__TESTO DI STUDIO__:
***
Ferrara, 18 luglio 2016 – «L’equivoco secondo cui basta accogliere per integrare ha mostrato la sua totale inconsistenza». Dal suo buen retiro di Celle Ligure, Luigi Negri, arcivescovo di Ferrara e Comacchio, non cede al politicamente corretto.
Dal sondaggio realizzato da Ipr Marketing risulta che il 54 per cento degli italiani ritiene i musulmani poco o nulla propensi a integrarsi: concorda?
«Un conto è accogliere, un altro è integrare. L’integrazione ha bisogno di reciprocità: si integra chi vuole essere integrato. E poi serve un’intesa di fondo su leggi e valori. Non avremo mica paura a dire che la società è retta da leggi! La mia diocesi è assalita e si lascia assalire perché è un popolo ospitale, ma l’ospitalità fatta in questo modo non creerà alcuna vicinanza. Poi ci stupiamo se chi non è integrato, perché non è aiutato o non si è lasciato integrare, commette i crimini orribili cui stiamo assistendo».
Lo stesso sondaggio rivela che, dopo gli ultimi attacchi terroristici, il 70 per cento dei giovani è preoccupato del futuro.
«Un dato che mi colpisce ma non vedo tracce consistenti di una preoccupazione che tocchi il fondo della questione: se riguarda la necessità di cambiare il nostro stile di vita, si tratta di una preoccupazione che vale in ogni tempo di crisi. Qui la questione è più radicale e cioè che siamo di fronte a un attacco frontale alle radici della nostra esistenza».
Quali i punti da chiarire per una vera integrazione con l’Islam?
«Formulata in termini ragionevolmente minimalisti, al centro ci sia almeno una concezione condivisa del valore della persona, della sua libertà e della sua dignità! Ci sono regole di fondo alle quali sottostare, altrimenti non ci si incontra. Senza questo, è inutile far scrivere con i gessetti colorati ai bambini di Bruxelles che ‘noi siamo forti e vinceremo’».
Secondo lei siamo di fronte a un conflitto di civiltà?
«Non sono in grado di dirlo. Io da vescovo ho la responsabilità di far rinascere il senso della fede perché essa accompagna a vivere la vita in modo dignitoso anche in circostanze terribili. Il punto è che abbiamo ammazzato Dio nel cuore degli uomini».
Non mi sembra manchi il senso religioso: questi terroristi agiscono invocando Allah!
***
__MATERIALE FORNITO__:
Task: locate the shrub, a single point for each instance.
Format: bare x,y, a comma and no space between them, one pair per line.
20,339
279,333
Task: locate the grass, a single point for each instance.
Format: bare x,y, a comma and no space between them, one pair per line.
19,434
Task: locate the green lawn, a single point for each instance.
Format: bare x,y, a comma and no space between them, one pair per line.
***
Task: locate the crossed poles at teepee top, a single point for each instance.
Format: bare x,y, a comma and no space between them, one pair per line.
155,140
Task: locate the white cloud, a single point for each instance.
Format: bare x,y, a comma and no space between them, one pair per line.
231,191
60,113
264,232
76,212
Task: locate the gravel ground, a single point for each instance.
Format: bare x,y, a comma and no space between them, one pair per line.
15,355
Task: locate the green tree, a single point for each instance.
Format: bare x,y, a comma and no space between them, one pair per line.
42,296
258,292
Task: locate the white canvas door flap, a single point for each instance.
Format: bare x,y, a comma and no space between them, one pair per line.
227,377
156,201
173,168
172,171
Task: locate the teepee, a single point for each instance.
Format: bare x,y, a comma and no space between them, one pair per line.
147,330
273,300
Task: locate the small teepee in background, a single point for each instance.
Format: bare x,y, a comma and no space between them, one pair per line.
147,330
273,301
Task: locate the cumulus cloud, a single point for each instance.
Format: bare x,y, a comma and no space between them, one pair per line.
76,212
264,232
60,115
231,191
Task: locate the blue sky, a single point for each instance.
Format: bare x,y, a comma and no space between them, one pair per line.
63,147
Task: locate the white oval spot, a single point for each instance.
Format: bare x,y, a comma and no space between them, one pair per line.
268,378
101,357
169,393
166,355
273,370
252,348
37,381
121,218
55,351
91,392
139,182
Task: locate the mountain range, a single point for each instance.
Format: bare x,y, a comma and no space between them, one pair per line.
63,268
***
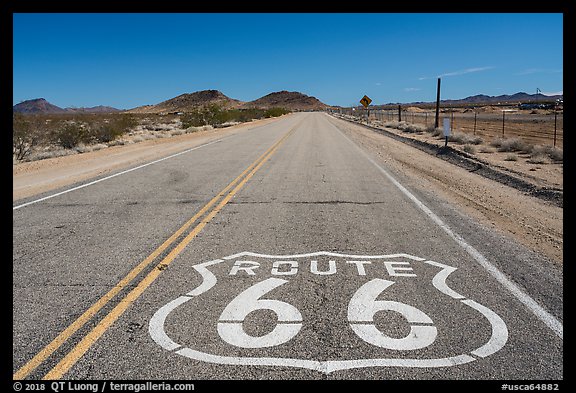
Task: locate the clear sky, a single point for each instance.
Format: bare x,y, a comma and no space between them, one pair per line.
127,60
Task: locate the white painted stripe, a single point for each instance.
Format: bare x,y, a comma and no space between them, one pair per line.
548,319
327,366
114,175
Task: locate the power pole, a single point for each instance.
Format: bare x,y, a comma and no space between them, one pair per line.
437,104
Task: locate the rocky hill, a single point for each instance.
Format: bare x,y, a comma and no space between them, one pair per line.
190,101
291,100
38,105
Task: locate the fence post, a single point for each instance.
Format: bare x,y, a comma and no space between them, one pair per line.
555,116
***
__COMPITI DA SVOLGERE__:
1) Nell'intervista all'arcivescovo Luigi Negri, quale percentuale dei giovani risulta preoccupata del futuro dopo gli ultimi attacchi terroristici?
2) Per favore, prosegui l'intervista all'arcivescovo Luigi Negri a partire dal punto in cui si interrompe.

__RISPOSTE AI COMPITI__:
1) Il 70 per cento.

2)
«Ma questa professione di fede potenzia intelligenza, cuore e sensibilità dell’uomo? Rispetta la posizione altrui? Una religione che limita la libertà degli altri io non la chiamo neanche religione. Una ideologia che pone come missione la distruzione dell’altro non ha la dignità di essere considerata una forma di cultura».
Si tratta di schegge impazzite?
«Non ho la competenza ma di fronte a queste migliaia di morti, in uno stillicidio di attentati che va avanti da anni, dico solo: reagiamo uniti».
Non crede sia un errore minimizzare la componente islamica o islamista degli attentatori?
«Mi diceva un amico gesuita: ostinarsi a trattare il cancro come fosse un raffreddore rende responsabili della malattia. Serve il coraggio di dire le cose col loro nome».
Crede anche lei, come il rabbino Laras, che l’Occidente sia ‘fiaccato e inavvezzo a considerare il ricorso alla forza legittima’?
«Laras è uomo di grande cultura e formula ciò che io ho detto tante volte: l’Occidente ha più paura della religione cristiana e dell’ebraismo, che lanciano ponti, che dell’Isis».
Cosa fare, dunque?
«Faccio totalmente mia la ludicissima lettura di Laras che ho letto sul Qn: siamo circondati da mediocrità a tutti i livelli, non ci sono più leader che rappresentino le istanze profonde dell’uomo e della società. Siamo sotto un attacco radicale al quale bisognerebbe rispondere con una ripresa di coscienza della propria identità umana, prima che cristiana. Non vedo questo. E il profluvio di cose inutili dette da molte delle presunte autorità in questi giorni lasciano il tempo che trovano».